Stored entries
* * * * * * *

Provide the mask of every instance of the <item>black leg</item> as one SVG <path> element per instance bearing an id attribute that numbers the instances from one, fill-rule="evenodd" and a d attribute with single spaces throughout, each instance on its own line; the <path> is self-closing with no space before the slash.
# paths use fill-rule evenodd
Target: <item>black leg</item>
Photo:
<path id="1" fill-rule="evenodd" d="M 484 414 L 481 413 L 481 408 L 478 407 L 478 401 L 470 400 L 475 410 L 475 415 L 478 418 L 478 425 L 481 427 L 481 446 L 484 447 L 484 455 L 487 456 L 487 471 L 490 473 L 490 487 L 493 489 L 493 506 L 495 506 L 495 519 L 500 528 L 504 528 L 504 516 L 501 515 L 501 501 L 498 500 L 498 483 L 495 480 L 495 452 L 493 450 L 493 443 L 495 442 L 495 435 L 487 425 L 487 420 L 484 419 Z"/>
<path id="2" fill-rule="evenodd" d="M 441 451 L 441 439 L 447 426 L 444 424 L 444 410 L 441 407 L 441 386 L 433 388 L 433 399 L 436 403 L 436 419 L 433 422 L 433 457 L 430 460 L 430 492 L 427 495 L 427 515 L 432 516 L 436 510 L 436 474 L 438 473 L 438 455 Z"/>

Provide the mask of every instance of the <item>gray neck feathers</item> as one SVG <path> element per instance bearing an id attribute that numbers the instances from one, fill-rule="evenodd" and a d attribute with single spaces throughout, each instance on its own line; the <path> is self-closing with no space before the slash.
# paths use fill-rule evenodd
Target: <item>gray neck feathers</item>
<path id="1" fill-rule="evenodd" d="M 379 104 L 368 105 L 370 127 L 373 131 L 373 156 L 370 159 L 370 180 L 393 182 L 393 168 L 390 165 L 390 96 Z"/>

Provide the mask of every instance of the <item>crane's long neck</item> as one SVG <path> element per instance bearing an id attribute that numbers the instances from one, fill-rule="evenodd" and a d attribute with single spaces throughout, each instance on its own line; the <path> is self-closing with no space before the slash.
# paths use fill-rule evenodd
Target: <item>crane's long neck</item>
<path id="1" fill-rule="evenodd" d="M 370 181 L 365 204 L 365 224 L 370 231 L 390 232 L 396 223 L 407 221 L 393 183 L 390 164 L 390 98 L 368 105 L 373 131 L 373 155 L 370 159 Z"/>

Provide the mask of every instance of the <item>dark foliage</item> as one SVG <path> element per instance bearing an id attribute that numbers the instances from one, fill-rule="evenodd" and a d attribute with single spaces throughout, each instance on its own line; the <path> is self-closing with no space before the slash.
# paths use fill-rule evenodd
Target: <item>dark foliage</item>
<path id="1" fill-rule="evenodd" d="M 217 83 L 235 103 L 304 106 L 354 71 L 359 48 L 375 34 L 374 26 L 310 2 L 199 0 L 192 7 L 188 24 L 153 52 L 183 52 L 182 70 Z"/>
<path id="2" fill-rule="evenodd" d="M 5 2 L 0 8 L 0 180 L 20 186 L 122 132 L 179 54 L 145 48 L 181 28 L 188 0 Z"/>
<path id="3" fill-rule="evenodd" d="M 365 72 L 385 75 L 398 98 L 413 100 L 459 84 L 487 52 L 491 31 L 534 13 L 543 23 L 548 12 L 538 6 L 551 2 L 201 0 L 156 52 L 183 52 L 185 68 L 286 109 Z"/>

* * * * * * *

• Description of the task: Please transcribe all of the data above exactly.

• Problem solution:
Provide the mask of every instance of the <item>black leg</item> as one SVG <path> element per instance bearing an id attribute that numbers the instances from one, fill-rule="evenodd" and a d attribute with single spaces throughout, each instance on its own line; the <path> is self-closing with no space before the slash.
# paths use fill-rule evenodd
Target: <item>black leg</item>
Photo:
<path id="1" fill-rule="evenodd" d="M 484 414 L 481 413 L 481 408 L 478 407 L 478 401 L 470 400 L 475 410 L 475 415 L 478 418 L 478 425 L 481 427 L 481 446 L 484 447 L 484 455 L 487 456 L 487 471 L 490 473 L 490 487 L 493 489 L 493 506 L 495 506 L 495 519 L 500 528 L 504 528 L 504 516 L 501 515 L 501 501 L 498 500 L 498 483 L 495 480 L 495 452 L 493 450 L 493 443 L 495 442 L 495 435 L 487 425 L 487 420 L 484 419 Z"/>
<path id="2" fill-rule="evenodd" d="M 441 451 L 441 439 L 447 426 L 444 424 L 444 410 L 441 407 L 441 386 L 433 388 L 433 399 L 436 403 L 436 419 L 433 422 L 433 457 L 430 460 L 430 492 L 427 495 L 427 515 L 432 516 L 436 510 L 436 474 L 438 473 L 438 455 Z"/>

Provide the mask of every instance of the <item>gray neck feathers</item> as one SVG <path> element per instance bearing an id attribute that numbers the instances from one, fill-rule="evenodd" and a d attribute with single spaces throughout, each instance on its own line; the <path> is self-closing with no space before the slash.
# paths use fill-rule evenodd
Target: <item>gray neck feathers</item>
<path id="1" fill-rule="evenodd" d="M 379 104 L 368 105 L 370 127 L 373 131 L 373 156 L 370 159 L 370 180 L 393 182 L 393 168 L 390 165 L 390 96 Z"/>

Provide the mask of every instance of the <item>crane's long neck</item> as one SVG <path> element per instance bearing an id attribute that numbers the instances from one, fill-rule="evenodd" and a d attribute with single spaces throughout, each instance on its own line; the <path> is self-closing with no space before the slash.
# paths use fill-rule evenodd
Target: <item>crane's long neck</item>
<path id="1" fill-rule="evenodd" d="M 370 181 L 365 204 L 365 224 L 370 231 L 390 232 L 396 223 L 407 221 L 393 183 L 390 164 L 390 98 L 368 105 L 373 131 L 373 155 L 370 159 Z"/>

Provide the mask of every instance of the <item>dark foliage</item> as one SVG <path> element per instance bearing an id attribute that numbers the instances from one, fill-rule="evenodd" and a d attribute with single spaces throughout, each instance on its own line; the <path> is self-closing with no space before the slash.
# paths use fill-rule evenodd
Target: <item>dark foliage</item>
<path id="1" fill-rule="evenodd" d="M 217 83 L 235 103 L 304 106 L 354 71 L 359 48 L 375 34 L 374 26 L 310 2 L 199 0 L 192 7 L 188 24 L 153 52 L 183 52 L 182 70 Z"/>
<path id="2" fill-rule="evenodd" d="M 5 2 L 0 8 L 0 180 L 20 186 L 122 132 L 179 54 L 145 48 L 181 28 L 188 0 Z"/>
<path id="3" fill-rule="evenodd" d="M 365 72 L 385 75 L 398 98 L 413 100 L 459 84 L 487 52 L 491 31 L 534 13 L 543 23 L 548 12 L 538 6 L 551 2 L 201 0 L 156 52 L 183 52 L 185 68 L 286 109 Z"/>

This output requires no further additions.